- Opening Delimiter -
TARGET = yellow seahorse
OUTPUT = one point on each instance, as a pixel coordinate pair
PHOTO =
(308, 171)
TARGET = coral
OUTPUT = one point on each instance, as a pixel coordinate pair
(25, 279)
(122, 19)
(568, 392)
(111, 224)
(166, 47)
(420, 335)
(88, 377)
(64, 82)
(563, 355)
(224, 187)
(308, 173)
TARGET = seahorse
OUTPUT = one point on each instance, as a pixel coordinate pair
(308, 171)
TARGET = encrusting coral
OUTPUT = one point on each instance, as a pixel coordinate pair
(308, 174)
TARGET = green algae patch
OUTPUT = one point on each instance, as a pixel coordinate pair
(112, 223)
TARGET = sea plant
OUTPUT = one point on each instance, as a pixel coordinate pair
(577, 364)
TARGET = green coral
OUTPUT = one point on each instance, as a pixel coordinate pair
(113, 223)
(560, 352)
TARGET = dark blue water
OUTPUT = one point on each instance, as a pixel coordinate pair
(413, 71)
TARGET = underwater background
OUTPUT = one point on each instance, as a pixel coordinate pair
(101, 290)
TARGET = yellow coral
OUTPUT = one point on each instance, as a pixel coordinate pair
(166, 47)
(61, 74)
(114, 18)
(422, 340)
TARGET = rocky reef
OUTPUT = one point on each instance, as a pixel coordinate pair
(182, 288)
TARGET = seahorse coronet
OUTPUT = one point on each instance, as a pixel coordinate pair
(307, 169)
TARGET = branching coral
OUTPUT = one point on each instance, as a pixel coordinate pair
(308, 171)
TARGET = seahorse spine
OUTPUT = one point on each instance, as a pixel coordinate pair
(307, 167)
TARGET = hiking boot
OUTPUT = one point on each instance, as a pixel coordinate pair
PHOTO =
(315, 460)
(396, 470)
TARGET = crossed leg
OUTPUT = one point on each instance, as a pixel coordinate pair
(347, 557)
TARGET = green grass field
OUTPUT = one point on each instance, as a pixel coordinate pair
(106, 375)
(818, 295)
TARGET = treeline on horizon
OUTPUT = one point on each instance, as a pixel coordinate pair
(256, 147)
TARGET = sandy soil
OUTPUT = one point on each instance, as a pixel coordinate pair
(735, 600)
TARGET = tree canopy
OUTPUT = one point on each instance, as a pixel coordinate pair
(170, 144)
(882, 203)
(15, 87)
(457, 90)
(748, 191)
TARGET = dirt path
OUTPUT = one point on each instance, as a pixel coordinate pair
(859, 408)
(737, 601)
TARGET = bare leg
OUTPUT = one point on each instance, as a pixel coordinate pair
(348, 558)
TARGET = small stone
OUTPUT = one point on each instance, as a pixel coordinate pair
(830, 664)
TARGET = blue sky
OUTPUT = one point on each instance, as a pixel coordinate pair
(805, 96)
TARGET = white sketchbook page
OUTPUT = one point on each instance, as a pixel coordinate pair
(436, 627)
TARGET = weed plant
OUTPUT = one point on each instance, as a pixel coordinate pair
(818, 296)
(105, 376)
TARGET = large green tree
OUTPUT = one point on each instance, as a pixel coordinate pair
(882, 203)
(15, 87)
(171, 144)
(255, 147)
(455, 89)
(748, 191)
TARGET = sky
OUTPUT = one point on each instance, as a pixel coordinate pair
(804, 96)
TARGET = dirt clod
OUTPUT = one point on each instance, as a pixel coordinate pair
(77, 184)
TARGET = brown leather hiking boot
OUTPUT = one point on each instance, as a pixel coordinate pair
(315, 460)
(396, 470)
- Closing Delimiter -
#### [TASK OBJECTIVE]
Retype each record. Keep every character as it is.

#### [SOLVED EXERCISE]
TARGET = yellow seahorse
OUTPUT = one point on each instance, as a pixel coordinate pair
PHOTO =
(308, 171)
TARGET = coral
OUTPUT = one point on each instance, as a pixel coordinate pair
(25, 279)
(122, 19)
(568, 392)
(111, 224)
(166, 47)
(420, 335)
(88, 377)
(64, 82)
(563, 355)
(224, 187)
(308, 173)
TARGET = seahorse
OUTPUT = one point on each instance, as a pixel coordinate pair
(308, 171)
TARGET = encrusting coral
OUTPUT = one point on each instance, as a pixel coordinate pair
(308, 174)
TARGET = green algae patch
OUTPUT = one point on each instance, as a pixel coordinate pair
(112, 223)
TARGET = sea plant
OUTPUT = one point on each instance, as a pixel coordinate pair
(577, 364)
TARGET = green coral
OUTPUT = one point on each instance, as a pixel coordinate pair
(113, 223)
(560, 352)
TARGET = dark blue water
OUTPUT = one point on each instance, as a pixel coordinate pair
(413, 71)
TARGET = underwater background
OUTPUT = one point on each instance, as a pixel coordinate pair
(101, 290)
TARGET = yellow coral
OUTPUT = one point on each instance, as a pixel coordinate pair
(166, 47)
(61, 74)
(114, 18)
(422, 340)
TARGET = rocky reef
OUTPUT = one point on each instance, as a pixel coordinate pair
(182, 288)
TARGET = seahorse coronet
OUTPUT = one point on each instance, as a pixel coordinate pair
(307, 169)
TARGET = branching coral
OUTPUT = one point on each instance, as a pixel coordinate pair
(308, 171)
TARGET = seahorse spine
OUTPUT = one point on each instance, as a pixel coordinate pair
(307, 167)
TARGET = hiking boot
OUTPUT = one point on each instance, as a pixel coordinate pair
PHOTO =
(315, 460)
(396, 470)
TARGET = crossed leg
OUTPUT = one point on each instance, as a pixel coordinate pair
(347, 557)
TARGET = green grass field
OUTPUT = one point on each instance, as a pixel coordinate pair
(106, 375)
(818, 295)
TARGET = treeline on horizon
OUTPUT = one point on each instance, as a pixel coordinate pair
(256, 147)
TARGET = sandy soil
OUTPUT = one point on each instance, as a pixel coordinate pair
(735, 600)
TARGET = tree canopy
OUTPUT = one point on each instance, as a pixel coordinate pair
(170, 144)
(882, 203)
(15, 87)
(457, 90)
(748, 191)
TARGET = dirt path
OUTPUT = one point on each instance, as a pixel coordinate pair
(859, 408)
(737, 601)
TARGET = bare leg
OUTPUT = one point on each instance, as a pixel coordinate pair
(348, 558)
TARGET = small stone
OUTPUT = one point on each instance, as a pixel coordinate pair
(830, 664)
TARGET = blue sky
OUTPUT = one point on each instance, as a pixel coordinate pair
(805, 96)
TARGET = white sketchbook page
OUTPUT = one point on each instance, as a pixel coordinate pair
(436, 627)
TARGET = weed plant
OUTPUT = one point on each instance, as a pixel coordinate pair
(818, 296)
(105, 376)
TARGET = large green tree
OUTPUT = one point on each instance, as a pixel coordinate pair
(882, 203)
(15, 87)
(171, 144)
(255, 147)
(455, 89)
(748, 191)
TARGET = sky
OUTPUT = one point on each instance, as a pixel coordinate pair
(804, 96)
TARGET = dirt clod
OUTPUT = one point on each instance, as a pixel coordinate pair
(77, 184)
TARGET = brown leather hiking boot
OUTPUT = one point on each instance, as a pixel coordinate pair
(315, 460)
(396, 470)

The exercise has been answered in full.